═══ Passage

They finally emerge from the Wran, only to be surprised and surrounded by Aspitis Previtis, whose land they are now traveling through. Aspitis is horribly deformed, and tells Miri she will wake up next to his hideous face everyday. Miri begins to taunt him, telling him he is a weakling who takes advantage of women. She goads him into a sword fight, and gets Isgrimnur to throw the sword in front of Camaris. Camaris fights unwillingly, and then shows skill, ultimately defeating Aspitis and knocking him out. Miri demands horses from Aspitis men as she holds him at sword point.

They camp for the night, and Cadrach runs off with a horse, leaving a note for Miri that says he does not belong with Josua, and that things are worse than she knows.

Chapter 20: Travelers and Messengers - Aditu and Simon are at the “Observatory”, a place Aditu says she has not visited for a “very long time.” Simon asks her a bit about the place. Aditu says “This was the place of the Rhao iye-Sama’an – the Master Witness.” She explains further:

“You know what a Witness is, Simon. Jiriki gave you his mirror. That is a minor Witness, and there are many of those still in existence. There are only a few Master Witnesses, each more or less bound to a place – the Pool of Three Depths in Asu’a, the Speakfire in Hikehikayo, the Green Column in Jhiná-T’seneí – and most of those are broken or ruined or lost. Here at Sesuad’ra it was a great stone beneath the ground, a stone called the Earth-Drake’s Eye. Earth-Drake is another name – it is difficult to explain the differences between the two in your tongue – for the Greater Worm who bites at his own tail,” she explained. “We built this entire place on top of that stone. It was not quite a Master Witness – in fact, it was not even a witness by itself, but such was its potency that a minor Witness like my brother’s mirror would be a Master Witness if used here.”
…”What does that mean, Aditu?” he asked…
“A minor Witness will lead you onto the Road of Dreams, but will usually show you only those you know, or those who are looking for you…A Master Witness, if used by someone who knew the ways of it, could look on anyone or anything, and sometimes into other times and…other places.” (pg 624-625)

So, there is a Master Witness in Asu’a, probably near where Pryrates is messing around with things he shouldn’t be messing around with. And there is a large tail-eating dragon (or the magic or remains of one) buried underground, but providing ley lines of power for those who know where to look. More on this in The Last King of Osten Ard, Mr. Williams.

══════

**Requirements:**
a: Transcribe the part of the book recap starting at "They finally emerge" and ending at "at sword point.".
b: Using the book recap, decide whether each statement agrees with it, and answer yes or no with the recap's deciding words: (i) Cadrach leaves Miri a note saying he does not belong with Josua. (ii) Aditu says she has visited the Observatory recently. (iii) Aspitis defeats Camaris in the sword fight.

═══ Recorded data

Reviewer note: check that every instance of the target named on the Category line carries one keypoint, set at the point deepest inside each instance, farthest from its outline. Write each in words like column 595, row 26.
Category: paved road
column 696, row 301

══════

**Responses in order:**
a:
They finally emerge from the Wran, only to be surprised and surrounded by Aspitis Previtis, whose land they are now traveling through. Aspitis is horribly deformed, and tells Miri she will wake up next to his hideous face everyday. Miri begins to taunt him, telling him he is a weakling who takes advantage of women. She goads him into a sword fight, and gets Isgrimnur to throw the sword in front of Camaris. Camaris fights unwillingly, and then shows skill, ultimately defeating Aspitis and knocking him out. Miri demands horses from Aspitis men as she holds him at sword point.

b:
(i) Yes: "leaving a note for Miri that says he does not belong with Josua"
(ii) No: "a place Aditu says she has not visited for a “very long time.”"
(iii) No: "ultimately defeating Aspitis and knocking him out"